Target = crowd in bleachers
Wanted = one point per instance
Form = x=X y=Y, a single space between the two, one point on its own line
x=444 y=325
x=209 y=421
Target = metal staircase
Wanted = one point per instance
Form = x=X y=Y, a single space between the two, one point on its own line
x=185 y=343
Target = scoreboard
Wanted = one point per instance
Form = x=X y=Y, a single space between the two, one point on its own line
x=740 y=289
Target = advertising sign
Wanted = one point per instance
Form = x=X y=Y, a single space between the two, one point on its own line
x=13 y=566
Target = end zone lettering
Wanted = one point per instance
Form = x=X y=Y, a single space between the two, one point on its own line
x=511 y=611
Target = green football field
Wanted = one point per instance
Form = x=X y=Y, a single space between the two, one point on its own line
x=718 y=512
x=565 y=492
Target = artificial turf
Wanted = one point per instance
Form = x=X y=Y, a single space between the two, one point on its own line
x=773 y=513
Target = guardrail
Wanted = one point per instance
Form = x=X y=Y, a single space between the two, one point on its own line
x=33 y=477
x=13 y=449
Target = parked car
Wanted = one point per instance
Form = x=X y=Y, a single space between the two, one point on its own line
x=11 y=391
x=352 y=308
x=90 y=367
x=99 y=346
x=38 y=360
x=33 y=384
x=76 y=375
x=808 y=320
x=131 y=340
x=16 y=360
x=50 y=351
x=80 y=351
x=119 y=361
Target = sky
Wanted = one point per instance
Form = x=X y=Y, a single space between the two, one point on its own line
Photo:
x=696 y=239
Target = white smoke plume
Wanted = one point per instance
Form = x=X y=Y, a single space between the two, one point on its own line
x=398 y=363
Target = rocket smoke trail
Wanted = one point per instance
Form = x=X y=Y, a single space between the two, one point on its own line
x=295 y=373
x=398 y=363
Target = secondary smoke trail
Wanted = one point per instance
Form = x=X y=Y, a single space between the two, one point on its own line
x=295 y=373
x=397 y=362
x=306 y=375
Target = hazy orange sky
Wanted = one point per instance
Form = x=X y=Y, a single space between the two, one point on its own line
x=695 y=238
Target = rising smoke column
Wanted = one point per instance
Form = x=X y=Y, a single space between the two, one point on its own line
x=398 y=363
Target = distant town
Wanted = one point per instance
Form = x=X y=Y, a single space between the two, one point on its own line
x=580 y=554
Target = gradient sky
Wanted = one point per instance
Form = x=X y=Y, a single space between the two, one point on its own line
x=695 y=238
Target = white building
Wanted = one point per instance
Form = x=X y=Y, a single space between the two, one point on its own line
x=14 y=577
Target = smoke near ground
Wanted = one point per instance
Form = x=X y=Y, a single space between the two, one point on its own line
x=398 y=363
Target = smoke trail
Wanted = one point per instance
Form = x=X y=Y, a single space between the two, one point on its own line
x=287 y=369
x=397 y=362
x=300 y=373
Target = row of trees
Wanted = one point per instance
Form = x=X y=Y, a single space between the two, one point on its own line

***

## To do
Rewrite all of the items above, putting "a point for each instance" in place of "one point per instance" wherever it occurs and keeping every other line unchanged.

## Answer to this exercise
Target = crowd in bleachers
Wanted = a point for each instance
Form = x=X y=Y, a single space between the two, one point on its own line
x=444 y=325
x=209 y=421
Target = metal staircase
Wanted = a point for each instance
Form = x=X y=Y, a single space between the two, one point on its own line
x=185 y=343
Target = scoreboard
Wanted = a point for each instance
Form = x=X y=Y, a single space between the two, one point on its own line
x=740 y=289
Target = advertising sign
Wanted = a point for each instance
Form = x=X y=Y, a single space between the two, one point on its own line
x=13 y=566
Target = end zone lettering
Wanted = a point for each instance
Form = x=X y=Y, a single space between the two, one point on its own line
x=511 y=611
Target = green football field
Wanted = a point for each instance
Form = x=X y=Y, a single space between the two, one point on its own line
x=718 y=512
x=565 y=492
Target = artificial turf
Wanted = a point for each instance
Form = x=X y=Y, a single space between the two, one point on its own line
x=773 y=513
Target = guardrail
Wanted = a point for each instance
Form = x=X y=Y, a single space between the two, one point on its own line
x=33 y=477
x=13 y=449
Target = parked car
Wanted = a point for each instance
Form = x=X y=Y, a single space between the two, one point on its own line
x=11 y=391
x=352 y=308
x=90 y=367
x=99 y=346
x=38 y=360
x=33 y=384
x=76 y=375
x=808 y=320
x=131 y=340
x=16 y=360
x=50 y=351
x=80 y=351
x=119 y=361
Target = sky
Wanted = a point for each instance
Form = x=X y=Y, a single space between the two, one point on its own line
Photo:
x=696 y=239
Target = white smoke plume
Wanted = a point for each instance
Form = x=X y=Y, a single space between the two, one point on its own line
x=398 y=363
Target = rocket smoke trail
Wanted = a point for each instance
Form = x=X y=Y, a single space between the two, one point on its own line
x=295 y=373
x=398 y=363
Target = secondary smoke trail
Wanted = a point for each instance
Form = x=X y=Y, a single space between the two, one point on its own line
x=295 y=373
x=397 y=362
x=306 y=375
Target = hazy orange sky
Wanted = a point for each instance
Form = x=X y=Y, a single space between the two, one point on its own line
x=695 y=238
Target = rising smoke column
Wanted = a point for each instance
Form = x=X y=Y, a single space between the two, one point on its own line
x=398 y=363
Target = distant town
Wanted = a point for each instance
Form = x=X y=Y, a single space between the two, one point on its own line
x=580 y=554
Target = gradient sky
Wanted = a point for each instance
Form = x=X y=Y, a single space between the two, one point on its own line
x=695 y=238
Target = white building
Wanted = a point for each instance
Form = x=X y=Y, a single space between the two, one point on its own line
x=14 y=577
Target = smoke near ground
Wanted = a point for each instance
Form = x=X y=Y, a single space between the two, one point on its own line
x=398 y=363
Target = smoke trail
Wanted = a point for each instance
Form = x=X y=Y, a single space between the two, one point on its own line
x=287 y=369
x=397 y=362
x=300 y=373
Target = row of trees
Wanted = a point for each instance
Form = x=X y=Y, a single space between the two, one point on its own line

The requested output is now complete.